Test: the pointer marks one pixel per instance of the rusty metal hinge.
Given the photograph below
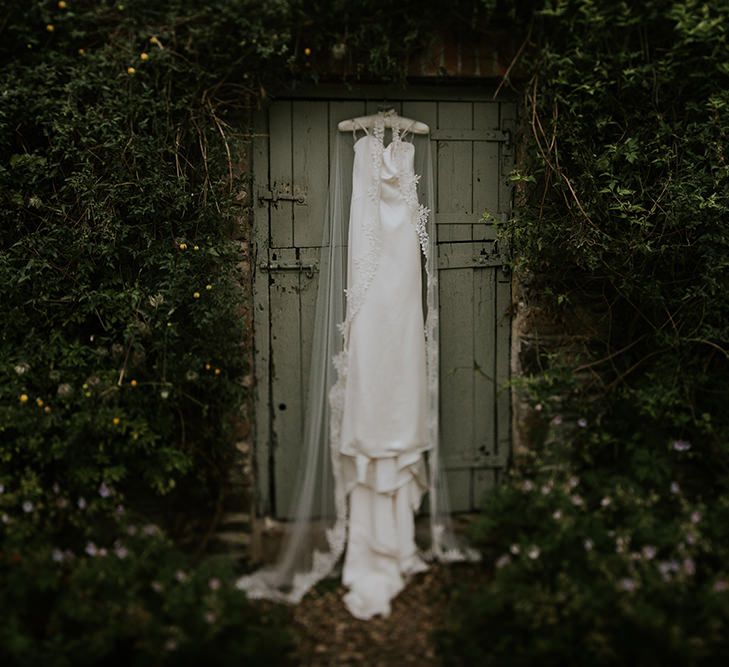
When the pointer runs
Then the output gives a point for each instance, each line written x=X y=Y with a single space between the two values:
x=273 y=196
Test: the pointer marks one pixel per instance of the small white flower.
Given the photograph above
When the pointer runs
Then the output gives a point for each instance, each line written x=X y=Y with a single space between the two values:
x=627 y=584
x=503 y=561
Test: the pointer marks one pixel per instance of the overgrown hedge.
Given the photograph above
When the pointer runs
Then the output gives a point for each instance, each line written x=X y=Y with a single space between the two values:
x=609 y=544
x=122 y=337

* * *

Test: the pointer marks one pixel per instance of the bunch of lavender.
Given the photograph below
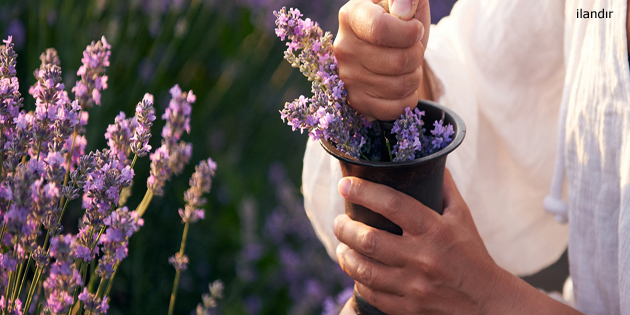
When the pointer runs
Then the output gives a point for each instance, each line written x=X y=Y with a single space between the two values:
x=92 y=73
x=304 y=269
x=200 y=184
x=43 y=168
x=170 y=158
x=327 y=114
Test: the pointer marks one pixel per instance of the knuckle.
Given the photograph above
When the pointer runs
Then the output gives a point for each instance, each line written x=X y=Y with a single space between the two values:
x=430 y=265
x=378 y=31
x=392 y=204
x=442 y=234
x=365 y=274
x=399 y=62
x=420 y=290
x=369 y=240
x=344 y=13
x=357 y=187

Job: Please format the entries starting at the line containing "Test: the pointer marks one pixel per instance of the overgrown" and ending at the line containing "x=609 y=544" as a numbered list, leaving out any blank lines.

Answer for the task:
1. Test: the pointer marks one pixel per instance of the overgrown hedge.
2. Given the photograph above
3. When the pointer runs
4. Then the output gives a point for each instance, each line written x=X y=Y with a single space between the two values:
5. x=609 y=544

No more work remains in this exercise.